From 04a50398d2be37dcd9b5f8ed42b72638b3ad861b Mon Sep 17 00:00:00 2001
From: Carl Worth <cworth@cworth.org>
Date: Fri, 12 Jun 2009 17:35:59 -0700
Subject: [PATCH] Add blog entry extolling cairo-perf-trace.

Hopefully this is the beginning of the end of bad 2D benchmarks.
---
 src/intel/performance_measurement.mdwn | 196 +++++++++++++++++++++++++
 1 file changed, 196 insertions(+)
 create mode 100644 src/intel/performance_measurement.mdwn

diff --git a/src/intel/performance_measurement.mdwn b/src/intel/performance_measurement.mdwn
new file mode 100644
index 0000000..ce5ffd1
--- /dev/null
+++ b/src/intel/performance_measurement.mdwn
@@ -0,0 +1,196 @@
+[[!meta title="On 2D Performance Measurement"]]
+
+[[!tag intel cairo performance]]
+
+Trying to get a handle on 2D graphics rendering performance can be a
+difficult task. Obviously, people care about the performance of their
+2D applications. Nobody wants to wait for a web browser to scroll past
+tacky banner ads or for an email client to render a pageful of
+spam. And it's easy for users to notice "my programs aren't rendering
+as fast with the latest drivers". But what developers need is a way to
+quantify exactly what that means, in order to track improvements and
+avoid regressions. And that measurement is the hard part. Or at least
+it always has been hard, until Chris Wilson's recent cairo-perf-trace.

Provided records:
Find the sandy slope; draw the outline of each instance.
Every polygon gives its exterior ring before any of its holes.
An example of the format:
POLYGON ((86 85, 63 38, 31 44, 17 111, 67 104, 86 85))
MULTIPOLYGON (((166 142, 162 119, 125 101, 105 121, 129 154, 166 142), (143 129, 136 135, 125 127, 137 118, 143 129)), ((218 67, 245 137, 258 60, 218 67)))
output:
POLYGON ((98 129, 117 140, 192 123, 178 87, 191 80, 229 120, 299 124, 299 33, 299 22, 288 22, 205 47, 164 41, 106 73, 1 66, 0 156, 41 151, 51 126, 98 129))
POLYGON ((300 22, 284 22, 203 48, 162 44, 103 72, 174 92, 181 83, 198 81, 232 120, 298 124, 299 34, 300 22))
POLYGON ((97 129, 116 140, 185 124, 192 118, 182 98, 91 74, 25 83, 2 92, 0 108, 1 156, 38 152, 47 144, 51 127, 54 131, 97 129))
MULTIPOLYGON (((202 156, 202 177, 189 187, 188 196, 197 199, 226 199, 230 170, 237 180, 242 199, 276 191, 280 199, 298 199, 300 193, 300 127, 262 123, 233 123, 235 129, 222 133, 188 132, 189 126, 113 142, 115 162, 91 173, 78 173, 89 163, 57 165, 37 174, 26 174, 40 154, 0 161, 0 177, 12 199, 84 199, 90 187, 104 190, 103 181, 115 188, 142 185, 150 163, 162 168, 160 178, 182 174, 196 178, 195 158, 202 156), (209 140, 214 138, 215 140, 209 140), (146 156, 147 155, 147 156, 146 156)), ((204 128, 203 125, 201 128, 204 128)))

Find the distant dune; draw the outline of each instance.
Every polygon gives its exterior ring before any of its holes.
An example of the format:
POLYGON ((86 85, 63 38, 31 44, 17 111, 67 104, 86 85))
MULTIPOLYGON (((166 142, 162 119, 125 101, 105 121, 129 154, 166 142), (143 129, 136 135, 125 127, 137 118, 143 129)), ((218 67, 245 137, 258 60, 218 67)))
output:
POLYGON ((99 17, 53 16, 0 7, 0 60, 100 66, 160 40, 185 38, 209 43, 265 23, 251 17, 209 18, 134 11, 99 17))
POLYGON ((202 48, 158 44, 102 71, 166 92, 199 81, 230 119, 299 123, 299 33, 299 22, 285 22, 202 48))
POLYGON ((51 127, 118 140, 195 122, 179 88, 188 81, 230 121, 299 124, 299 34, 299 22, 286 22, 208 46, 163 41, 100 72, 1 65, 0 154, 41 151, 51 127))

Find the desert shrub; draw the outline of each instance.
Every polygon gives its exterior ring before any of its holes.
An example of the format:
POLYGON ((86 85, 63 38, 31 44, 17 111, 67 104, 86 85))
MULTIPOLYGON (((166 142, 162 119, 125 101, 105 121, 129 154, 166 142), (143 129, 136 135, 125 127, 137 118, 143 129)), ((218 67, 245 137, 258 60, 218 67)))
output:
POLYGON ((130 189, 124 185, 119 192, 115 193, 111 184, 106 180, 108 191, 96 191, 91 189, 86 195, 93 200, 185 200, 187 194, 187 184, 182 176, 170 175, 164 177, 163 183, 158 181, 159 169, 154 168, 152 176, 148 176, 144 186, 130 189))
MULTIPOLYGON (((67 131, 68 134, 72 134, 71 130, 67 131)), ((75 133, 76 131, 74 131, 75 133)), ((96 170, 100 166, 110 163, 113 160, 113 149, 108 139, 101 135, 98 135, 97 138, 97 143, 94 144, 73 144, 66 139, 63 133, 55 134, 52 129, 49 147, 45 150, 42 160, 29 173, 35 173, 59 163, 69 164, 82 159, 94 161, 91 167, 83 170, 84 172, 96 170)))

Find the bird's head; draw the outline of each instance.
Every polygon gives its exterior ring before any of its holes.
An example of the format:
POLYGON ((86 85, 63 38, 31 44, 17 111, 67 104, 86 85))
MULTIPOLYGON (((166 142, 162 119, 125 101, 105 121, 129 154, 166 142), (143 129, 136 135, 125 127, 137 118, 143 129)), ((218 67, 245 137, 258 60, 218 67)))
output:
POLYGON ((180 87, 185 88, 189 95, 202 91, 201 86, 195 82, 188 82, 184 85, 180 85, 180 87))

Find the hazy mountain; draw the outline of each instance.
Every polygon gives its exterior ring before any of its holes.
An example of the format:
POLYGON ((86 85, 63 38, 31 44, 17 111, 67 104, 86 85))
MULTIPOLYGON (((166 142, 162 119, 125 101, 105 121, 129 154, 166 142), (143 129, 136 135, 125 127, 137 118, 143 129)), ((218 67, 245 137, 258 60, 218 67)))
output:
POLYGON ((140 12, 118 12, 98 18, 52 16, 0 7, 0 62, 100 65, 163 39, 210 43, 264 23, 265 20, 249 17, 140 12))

Parts of the exercise:
(a) Please set down the part of the patch adding the 2D performance post, starting at "From 04a50398d2be37dcd9b5f8ed42b72638b3ad861b Mon" and ending at "entry extolling cairo-perf-trace.".
(b) In the records, switch "dune" to "ridge" in the lines starting at the one that contains "Find the distant" and ending at the one that contains "POLYGON ((51 127, 118". Give back only those lines, with nothing else altered.
The text and the records were taken from separate sources.

Expected responses:
(a)
From 04a50398d2be37dcd9b5f8ed42b72638b3ad861b Mon Sep 17 00:00:00 2001
From: Carl Worth <cworth@cworth.org>
Date: Fri, 12 Jun 2009 17:35:59 -0700
Subject: [PATCH] Add blog entry extolling cairo-perf-trace.

(b)
Find the distant ridge; draw the outline of each instance.
Every polygon gives its exterior ring before any of its holes.
An example of the format:
POLYGON ((86 85, 63 38, 31 44, 17 111, 67 104, 86 85))
MULTIPOLYGON (((166 142, 162 119, 125 101, 105 121, 129 154, 166 142), (143 129, 136 135, 125 127, 137 118, 143 129)), ((218 67, 245 137, 258 60, 218 67)))
output:
POLYGON ((99 17, 53 16, 0 7, 0 60, 100 66, 160 40, 185 38, 209 43, 265 23, 251 17, 209 18, 134 11, 99 17))
POLYGON ((202 48, 158 44, 102 71, 166 92, 199 81, 230 119, 299 123, 299 33, 299 22, 285 22, 202 48))
POLYGON ((51 127, 118 140, 195 122, 179 88, 188 81, 230 121, 299 124, 299 34, 299 22, 286 22, 208 46, 163 41, 100 72, 1 65, 0 154, 41 151, 51 127))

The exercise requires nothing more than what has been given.